● Aim of the task:
Scan the data. Collect each line that contains the word "window".

- Opening Delimiter -

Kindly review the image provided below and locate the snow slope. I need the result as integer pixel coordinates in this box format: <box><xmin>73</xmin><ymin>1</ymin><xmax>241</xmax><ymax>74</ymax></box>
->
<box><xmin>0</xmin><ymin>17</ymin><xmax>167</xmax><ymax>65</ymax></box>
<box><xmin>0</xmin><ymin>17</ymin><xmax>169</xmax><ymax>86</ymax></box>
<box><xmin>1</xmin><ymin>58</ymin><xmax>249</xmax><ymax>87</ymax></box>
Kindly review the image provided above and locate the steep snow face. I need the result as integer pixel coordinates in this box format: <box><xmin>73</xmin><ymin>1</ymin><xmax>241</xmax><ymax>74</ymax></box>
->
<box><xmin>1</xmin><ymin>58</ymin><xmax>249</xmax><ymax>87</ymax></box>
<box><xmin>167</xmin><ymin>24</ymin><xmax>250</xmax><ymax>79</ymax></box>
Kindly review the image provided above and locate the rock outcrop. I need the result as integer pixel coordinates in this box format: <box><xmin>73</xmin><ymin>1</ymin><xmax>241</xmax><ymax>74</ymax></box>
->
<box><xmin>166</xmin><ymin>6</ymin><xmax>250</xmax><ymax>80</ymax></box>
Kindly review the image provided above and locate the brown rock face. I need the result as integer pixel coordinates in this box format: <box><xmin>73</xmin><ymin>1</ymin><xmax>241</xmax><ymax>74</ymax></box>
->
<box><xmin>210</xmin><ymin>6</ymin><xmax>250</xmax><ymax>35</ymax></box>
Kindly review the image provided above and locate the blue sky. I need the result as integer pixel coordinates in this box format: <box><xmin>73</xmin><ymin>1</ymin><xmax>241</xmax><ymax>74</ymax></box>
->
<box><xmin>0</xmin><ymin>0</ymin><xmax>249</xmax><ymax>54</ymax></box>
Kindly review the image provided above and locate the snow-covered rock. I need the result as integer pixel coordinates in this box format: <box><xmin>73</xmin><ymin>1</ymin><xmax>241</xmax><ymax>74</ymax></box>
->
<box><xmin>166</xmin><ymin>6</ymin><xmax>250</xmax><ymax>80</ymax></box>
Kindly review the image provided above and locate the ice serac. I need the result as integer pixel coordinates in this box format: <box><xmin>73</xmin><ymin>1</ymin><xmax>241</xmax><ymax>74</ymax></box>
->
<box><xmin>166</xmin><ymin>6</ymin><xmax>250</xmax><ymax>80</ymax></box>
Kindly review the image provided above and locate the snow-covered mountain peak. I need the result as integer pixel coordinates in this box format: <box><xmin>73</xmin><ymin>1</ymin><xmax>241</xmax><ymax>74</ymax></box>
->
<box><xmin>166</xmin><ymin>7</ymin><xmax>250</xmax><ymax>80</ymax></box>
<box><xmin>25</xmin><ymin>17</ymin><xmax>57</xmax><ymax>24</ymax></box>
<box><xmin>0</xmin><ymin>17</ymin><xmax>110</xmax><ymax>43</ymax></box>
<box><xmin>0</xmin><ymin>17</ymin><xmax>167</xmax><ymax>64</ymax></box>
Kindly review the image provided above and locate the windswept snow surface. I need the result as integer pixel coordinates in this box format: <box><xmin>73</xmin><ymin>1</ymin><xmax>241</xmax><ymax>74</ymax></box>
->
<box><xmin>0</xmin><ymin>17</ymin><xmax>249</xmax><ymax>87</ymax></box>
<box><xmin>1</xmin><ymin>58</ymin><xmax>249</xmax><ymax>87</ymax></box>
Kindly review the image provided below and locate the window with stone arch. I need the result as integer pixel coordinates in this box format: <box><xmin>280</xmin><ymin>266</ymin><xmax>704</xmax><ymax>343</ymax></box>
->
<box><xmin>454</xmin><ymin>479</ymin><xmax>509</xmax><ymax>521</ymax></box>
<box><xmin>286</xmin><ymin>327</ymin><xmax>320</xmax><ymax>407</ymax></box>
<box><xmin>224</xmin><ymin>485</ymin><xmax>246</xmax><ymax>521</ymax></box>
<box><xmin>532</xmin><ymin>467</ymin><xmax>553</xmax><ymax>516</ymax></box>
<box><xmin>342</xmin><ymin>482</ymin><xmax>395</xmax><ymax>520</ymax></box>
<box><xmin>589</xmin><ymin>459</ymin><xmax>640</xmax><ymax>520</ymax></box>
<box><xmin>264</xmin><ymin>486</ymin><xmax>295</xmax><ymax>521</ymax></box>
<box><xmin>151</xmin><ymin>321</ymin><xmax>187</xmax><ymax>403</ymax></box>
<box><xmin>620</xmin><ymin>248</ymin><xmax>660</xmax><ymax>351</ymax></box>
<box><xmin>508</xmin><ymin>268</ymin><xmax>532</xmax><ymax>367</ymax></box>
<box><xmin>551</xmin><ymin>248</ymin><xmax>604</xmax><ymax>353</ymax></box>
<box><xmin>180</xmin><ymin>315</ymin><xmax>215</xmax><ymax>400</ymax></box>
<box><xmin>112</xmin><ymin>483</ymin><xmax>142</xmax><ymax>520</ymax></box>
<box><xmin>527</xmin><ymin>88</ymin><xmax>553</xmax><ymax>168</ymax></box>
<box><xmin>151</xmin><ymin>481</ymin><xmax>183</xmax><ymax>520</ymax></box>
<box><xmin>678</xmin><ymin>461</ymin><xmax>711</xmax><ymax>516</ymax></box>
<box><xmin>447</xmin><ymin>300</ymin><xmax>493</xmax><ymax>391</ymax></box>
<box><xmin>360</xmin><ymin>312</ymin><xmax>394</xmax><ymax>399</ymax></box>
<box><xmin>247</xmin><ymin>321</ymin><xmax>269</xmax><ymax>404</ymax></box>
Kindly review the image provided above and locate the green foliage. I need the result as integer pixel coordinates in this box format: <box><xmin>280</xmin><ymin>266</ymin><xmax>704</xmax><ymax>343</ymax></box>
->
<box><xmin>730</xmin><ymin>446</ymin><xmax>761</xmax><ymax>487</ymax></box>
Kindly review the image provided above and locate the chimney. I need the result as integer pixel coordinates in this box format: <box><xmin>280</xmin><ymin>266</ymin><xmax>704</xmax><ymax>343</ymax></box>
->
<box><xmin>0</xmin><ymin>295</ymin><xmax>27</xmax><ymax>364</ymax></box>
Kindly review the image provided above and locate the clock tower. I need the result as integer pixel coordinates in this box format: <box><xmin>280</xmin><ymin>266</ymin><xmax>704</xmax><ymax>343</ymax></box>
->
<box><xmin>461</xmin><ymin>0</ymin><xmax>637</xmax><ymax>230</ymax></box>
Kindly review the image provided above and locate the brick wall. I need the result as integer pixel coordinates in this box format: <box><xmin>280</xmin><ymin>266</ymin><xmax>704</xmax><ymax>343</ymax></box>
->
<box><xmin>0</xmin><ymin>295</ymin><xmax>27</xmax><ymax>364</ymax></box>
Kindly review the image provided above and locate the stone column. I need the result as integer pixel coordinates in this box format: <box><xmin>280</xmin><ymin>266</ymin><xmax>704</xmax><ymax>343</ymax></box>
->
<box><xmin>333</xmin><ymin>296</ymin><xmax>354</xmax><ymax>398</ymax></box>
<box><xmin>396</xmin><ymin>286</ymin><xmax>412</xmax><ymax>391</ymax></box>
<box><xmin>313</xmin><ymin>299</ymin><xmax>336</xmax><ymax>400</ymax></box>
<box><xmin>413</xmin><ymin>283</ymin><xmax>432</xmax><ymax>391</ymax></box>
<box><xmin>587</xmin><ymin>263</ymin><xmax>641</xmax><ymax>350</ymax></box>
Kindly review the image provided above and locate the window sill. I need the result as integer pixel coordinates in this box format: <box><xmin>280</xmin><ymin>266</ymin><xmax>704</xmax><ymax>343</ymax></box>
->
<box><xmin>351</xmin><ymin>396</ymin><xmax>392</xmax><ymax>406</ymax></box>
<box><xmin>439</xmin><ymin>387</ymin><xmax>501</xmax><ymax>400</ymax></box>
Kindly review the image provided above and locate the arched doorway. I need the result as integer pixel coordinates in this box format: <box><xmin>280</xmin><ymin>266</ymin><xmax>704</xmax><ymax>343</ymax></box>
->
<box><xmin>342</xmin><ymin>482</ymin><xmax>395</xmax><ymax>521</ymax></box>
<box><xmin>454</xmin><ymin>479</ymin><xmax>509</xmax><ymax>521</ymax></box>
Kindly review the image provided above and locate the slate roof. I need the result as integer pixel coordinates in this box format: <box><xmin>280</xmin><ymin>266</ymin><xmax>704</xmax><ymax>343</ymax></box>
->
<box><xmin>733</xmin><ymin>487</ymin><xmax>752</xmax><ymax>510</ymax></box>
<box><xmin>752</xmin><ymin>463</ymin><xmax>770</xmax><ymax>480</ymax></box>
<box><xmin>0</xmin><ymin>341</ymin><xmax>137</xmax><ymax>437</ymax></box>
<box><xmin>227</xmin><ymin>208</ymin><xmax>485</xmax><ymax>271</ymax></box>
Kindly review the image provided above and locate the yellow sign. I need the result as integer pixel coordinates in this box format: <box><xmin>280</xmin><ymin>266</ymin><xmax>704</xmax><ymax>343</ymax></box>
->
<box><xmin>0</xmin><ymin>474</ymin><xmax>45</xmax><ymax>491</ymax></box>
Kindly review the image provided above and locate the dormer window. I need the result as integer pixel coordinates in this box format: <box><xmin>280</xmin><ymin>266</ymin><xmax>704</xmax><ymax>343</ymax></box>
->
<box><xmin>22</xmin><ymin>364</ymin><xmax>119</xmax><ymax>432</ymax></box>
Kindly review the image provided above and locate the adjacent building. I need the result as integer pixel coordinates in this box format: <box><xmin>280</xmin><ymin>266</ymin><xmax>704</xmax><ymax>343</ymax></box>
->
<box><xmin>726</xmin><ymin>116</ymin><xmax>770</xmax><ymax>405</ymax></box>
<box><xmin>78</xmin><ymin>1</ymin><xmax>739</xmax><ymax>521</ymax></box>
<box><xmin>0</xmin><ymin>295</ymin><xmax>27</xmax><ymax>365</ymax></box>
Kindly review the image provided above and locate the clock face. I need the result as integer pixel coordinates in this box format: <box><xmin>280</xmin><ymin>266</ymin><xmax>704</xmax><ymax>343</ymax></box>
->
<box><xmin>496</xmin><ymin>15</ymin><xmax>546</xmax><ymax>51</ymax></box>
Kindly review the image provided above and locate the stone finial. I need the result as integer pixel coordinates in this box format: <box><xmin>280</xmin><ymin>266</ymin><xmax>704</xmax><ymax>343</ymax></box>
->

- Closing Delimiter -

● Solved problem:
Kindly review the image provided below and locate the window with stone arch. I need the result as integer pixel coordinates in this box format: <box><xmin>280</xmin><ymin>266</ymin><xmax>704</xmax><ymax>343</ymax></box>
Kindly review the image provided above and locate the window sill. I need the result as integer pixel coordinates in this box format: <box><xmin>280</xmin><ymin>266</ymin><xmax>704</xmax><ymax>343</ymax></box>
Kindly review the image provided above and locate the dormer window. I need the result as integer pixel coordinates in this box format: <box><xmin>280</xmin><ymin>266</ymin><xmax>704</xmax><ymax>343</ymax></box>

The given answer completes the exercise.